* **Passage shown**:
•••••
But suddenly the alarm was no longer false and, before I could really catch my breath, he was there. I felt like I had just watched a movie about someone else having a baby instead of actually having a baby myself. I didn't get to hold him until nearly five hours after he was born, which seems completely crazy to me now. Of course, the delay didn't diminish my overwhelming love and the almost crazily primal urge to protect him. But we had trouble with breastfeeding, with supplemental feeding systems and pumping being mentioned less than 24 hours after his birth.

I had only just had him and I felt like I was already a failure (way to go nurses and lactation consultant-mission accomplished!). It wasn't the greatest start, not by a long shot. What I would do now to have those hours to do over. I feel like I could've done so much better for him. For us. I was just so completely clueless and didn't even know that I should have stood up for myself a little bit better (or stood up for myself at all, more accurately). I only breastfed him for six months with the last few weeks of those six months being a battle involving a bit of force on my part, which I blame partly on his first few days of life and what went on then and partly on myself and my inexperience and lack of knowledge. And, if I'm really honest, it's also due to the fact that breastfeeding is really effing hard. There's really no two ways about it. It just is.

This time around, though, I certainly felt more present for Laura's birth, mainly because the first 12 hours of it were punctuated with regular, rather acutely painful reminders of her imminent arrival. My doctor was so laid-back about her birth throughout my whole pregnancy that I just sort of trusted that things would go well. And they did. (When we were talking at an appointment fairly early on in my pregnancy about a VBAC and my chances and so forth, I told him that I really wanted to avoid another c-section but that I also wanted to be realistic since I knew things didn't always work out the way you plan them. His response to me, and I'll never forget this, were these exact words: "But sometimes they do." And I know it sounds silly, but at that moment I knew that (a) I had chosen the right doctor and (b) things would work out in the end. I was right about both of those things.)

In any case, I held Laura immediately. I got to look at her with all her new-baby stickiness  and talk to her and have the kind of experience that any new mother deserves. A few minutes later, she latched on like it was something she had done for years. From our first few minutes together, I had complete confidence in her and in myself and that hasn't waned in the ten months she's been here. (Also, she'll be eleven months old Monday [what the?] and we're still going strong on the breastfeeding front. Such a difference this time around...)

While no parent, regardless of how with-it they appear, never really has it all together all the time, the second time is so much easier. Laura hasn't always been exactly an easy-going baby but I've never felt the sheer panic we felt with Will, like we were making life-altering decisions on at least an hourly basis, decisions that could change the course of his entire trajectory through life because we didn't feed him the oatmeal with the DHA added to it. Please. We shined (shone?) our only-child spotlight just a little too brightly for just a little too long on him, I fear. Oh well. You know what they say about hindsight.

*****

I cleaned out our closet the other day. The maternity clothes stayed, as did the bouncy seat and co-sleeper. I just couldn't get rid of them. I'm not ready yet. I'm not saying we're having another baby. But I'm not saying we're not, either.

*****

Sometimes things go the way you plan. But sometimes they don't.

Wednesday, February 9, 2011

Sadly, he's right

Yesterday as I was reading the bulletin board outside Will's classroom after dropping him off, I noticed that his teacher had posted a list that compiled student responses to what I'm guessing was some sort of book or discussion on love and families. It was headed "My family loves when I . . ." and featured what each child had said to finish the statement. There were many sweet answers, like "put my toys away" or "share" or "give them hugs."

Will's answer? "Am quiet."

Do we sound like cruel parents or what?
•••••
* **Supplied material**:
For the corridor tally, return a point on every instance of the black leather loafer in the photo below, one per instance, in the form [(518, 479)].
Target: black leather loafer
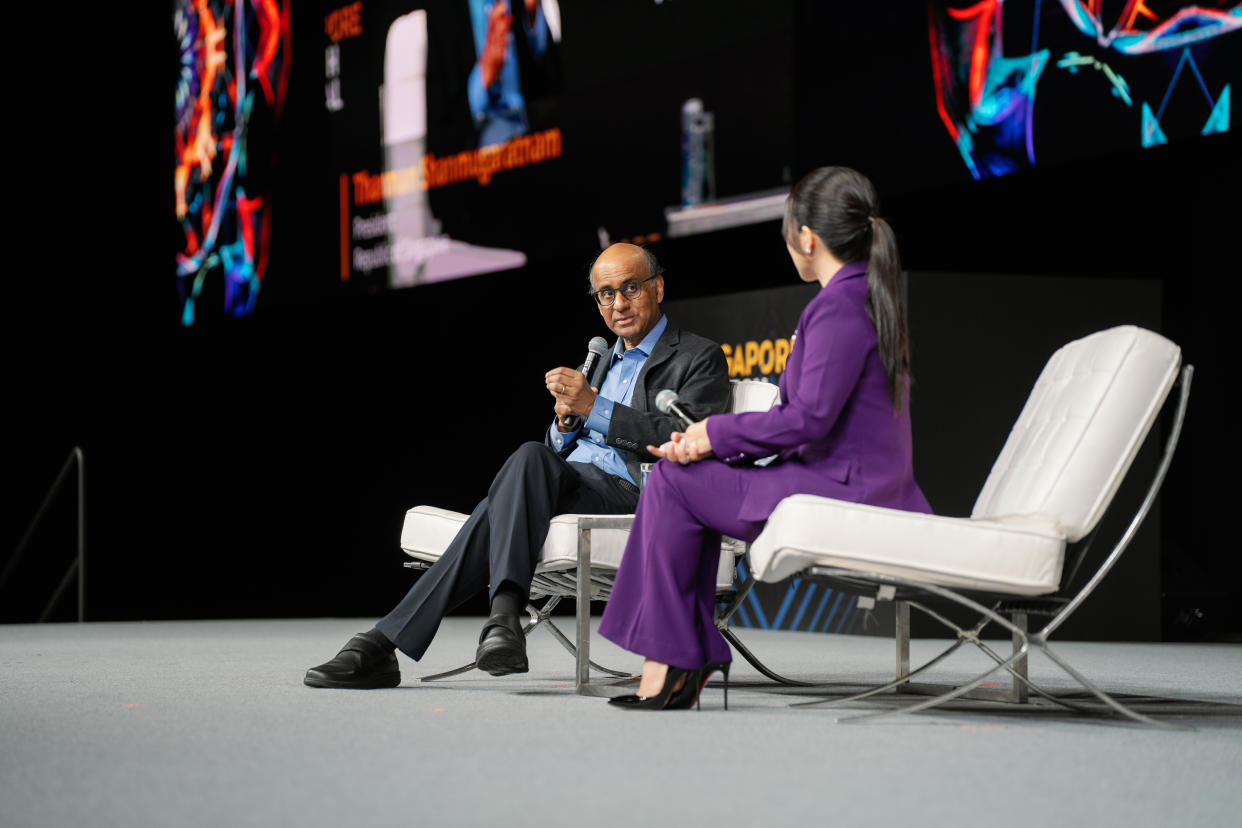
[(362, 664), (502, 647)]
•••••
* **Task brief**:
In the blog post about two births, why does the writer say she felt more present for Laura's birth? Answer in one to three sentences.

* **Answer to the exercise**:
She felt more present mainly because the first 12 hours of Laura's birth were marked by regular, rather acutely painful reminders that the baby was about to arrive.